**Instructions for the task**
In the records below, starting at the line that contains "tree-covered mountain slope ->" and ending at the line that contains "Outline every instance of the tree-covered", change "tree-covered mountain slope" to "wooded mountain slope" and keep all other text as it is. Give back only those lines.

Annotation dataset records
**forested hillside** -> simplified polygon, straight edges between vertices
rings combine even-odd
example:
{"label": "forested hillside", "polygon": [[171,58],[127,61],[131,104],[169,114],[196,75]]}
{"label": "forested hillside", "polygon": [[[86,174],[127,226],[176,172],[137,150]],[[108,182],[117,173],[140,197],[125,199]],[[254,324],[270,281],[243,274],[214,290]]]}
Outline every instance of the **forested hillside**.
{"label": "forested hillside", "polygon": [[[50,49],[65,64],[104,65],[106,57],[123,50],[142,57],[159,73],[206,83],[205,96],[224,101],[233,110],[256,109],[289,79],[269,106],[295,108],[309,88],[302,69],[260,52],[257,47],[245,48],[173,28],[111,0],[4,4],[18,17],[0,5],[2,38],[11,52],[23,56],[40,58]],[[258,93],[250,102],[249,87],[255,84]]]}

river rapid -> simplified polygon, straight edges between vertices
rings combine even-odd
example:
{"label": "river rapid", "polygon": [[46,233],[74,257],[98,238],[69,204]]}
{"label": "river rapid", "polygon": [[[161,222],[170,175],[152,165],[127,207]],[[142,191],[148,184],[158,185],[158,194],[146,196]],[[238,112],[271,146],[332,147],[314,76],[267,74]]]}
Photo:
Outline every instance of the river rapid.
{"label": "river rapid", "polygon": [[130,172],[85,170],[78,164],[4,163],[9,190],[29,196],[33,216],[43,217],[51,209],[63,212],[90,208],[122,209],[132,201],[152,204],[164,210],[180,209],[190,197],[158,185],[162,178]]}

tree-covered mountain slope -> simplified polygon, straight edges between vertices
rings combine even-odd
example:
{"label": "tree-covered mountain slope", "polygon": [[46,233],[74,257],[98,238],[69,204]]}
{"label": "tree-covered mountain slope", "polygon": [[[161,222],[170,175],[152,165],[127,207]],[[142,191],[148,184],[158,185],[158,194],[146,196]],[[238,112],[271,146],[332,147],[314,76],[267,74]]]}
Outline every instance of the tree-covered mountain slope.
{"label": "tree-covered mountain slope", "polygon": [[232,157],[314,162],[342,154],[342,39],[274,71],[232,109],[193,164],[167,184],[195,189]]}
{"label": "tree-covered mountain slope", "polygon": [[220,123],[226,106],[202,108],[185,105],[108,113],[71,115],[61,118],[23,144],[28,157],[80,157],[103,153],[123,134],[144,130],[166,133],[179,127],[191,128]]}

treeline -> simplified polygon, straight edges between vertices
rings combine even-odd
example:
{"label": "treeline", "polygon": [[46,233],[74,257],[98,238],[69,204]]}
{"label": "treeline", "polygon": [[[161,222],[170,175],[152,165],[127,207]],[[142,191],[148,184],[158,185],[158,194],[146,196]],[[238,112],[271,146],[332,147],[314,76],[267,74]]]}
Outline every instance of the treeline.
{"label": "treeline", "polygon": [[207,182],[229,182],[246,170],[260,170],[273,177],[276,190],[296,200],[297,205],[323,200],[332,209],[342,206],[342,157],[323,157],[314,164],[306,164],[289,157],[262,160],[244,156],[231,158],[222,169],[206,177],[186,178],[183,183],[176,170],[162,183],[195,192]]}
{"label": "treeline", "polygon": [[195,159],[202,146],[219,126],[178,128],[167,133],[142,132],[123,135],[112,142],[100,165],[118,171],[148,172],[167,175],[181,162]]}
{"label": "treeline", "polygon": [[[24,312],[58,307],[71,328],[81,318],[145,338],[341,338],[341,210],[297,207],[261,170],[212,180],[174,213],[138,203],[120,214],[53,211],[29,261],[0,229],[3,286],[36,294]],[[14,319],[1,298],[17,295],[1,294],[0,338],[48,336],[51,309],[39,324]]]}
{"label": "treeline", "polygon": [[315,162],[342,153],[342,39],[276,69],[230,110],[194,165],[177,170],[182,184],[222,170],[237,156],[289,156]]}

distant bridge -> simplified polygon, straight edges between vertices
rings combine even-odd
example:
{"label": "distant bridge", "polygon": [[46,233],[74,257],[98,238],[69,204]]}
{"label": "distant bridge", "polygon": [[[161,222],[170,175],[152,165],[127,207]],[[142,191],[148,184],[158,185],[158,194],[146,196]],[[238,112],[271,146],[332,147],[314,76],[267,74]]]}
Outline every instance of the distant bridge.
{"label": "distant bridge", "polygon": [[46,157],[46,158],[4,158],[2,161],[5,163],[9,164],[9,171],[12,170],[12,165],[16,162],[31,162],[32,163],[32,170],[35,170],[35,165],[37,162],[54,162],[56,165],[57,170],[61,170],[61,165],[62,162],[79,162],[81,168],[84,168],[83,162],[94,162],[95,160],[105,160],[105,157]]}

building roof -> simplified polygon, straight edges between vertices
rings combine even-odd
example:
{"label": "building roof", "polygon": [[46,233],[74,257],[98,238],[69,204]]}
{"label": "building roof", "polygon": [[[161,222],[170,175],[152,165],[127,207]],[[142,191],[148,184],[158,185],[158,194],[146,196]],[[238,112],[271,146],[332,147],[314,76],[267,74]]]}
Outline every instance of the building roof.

**Answer to this problem**
wooded mountain slope -> simplified polygon, straight edges between vertices
rings combine even-odd
example:
{"label": "wooded mountain slope", "polygon": [[46,233],[74,257],[98,238],[69,204]]}
{"label": "wooded mountain slope", "polygon": [[[161,222],[170,175],[152,165],[127,207]],[[142,191],[148,184],[158,185],[158,194],[146,196]],[[238,112],[271,146],[332,147],[314,76],[267,74]]]}
Outline every instance of the wooded mountain slope.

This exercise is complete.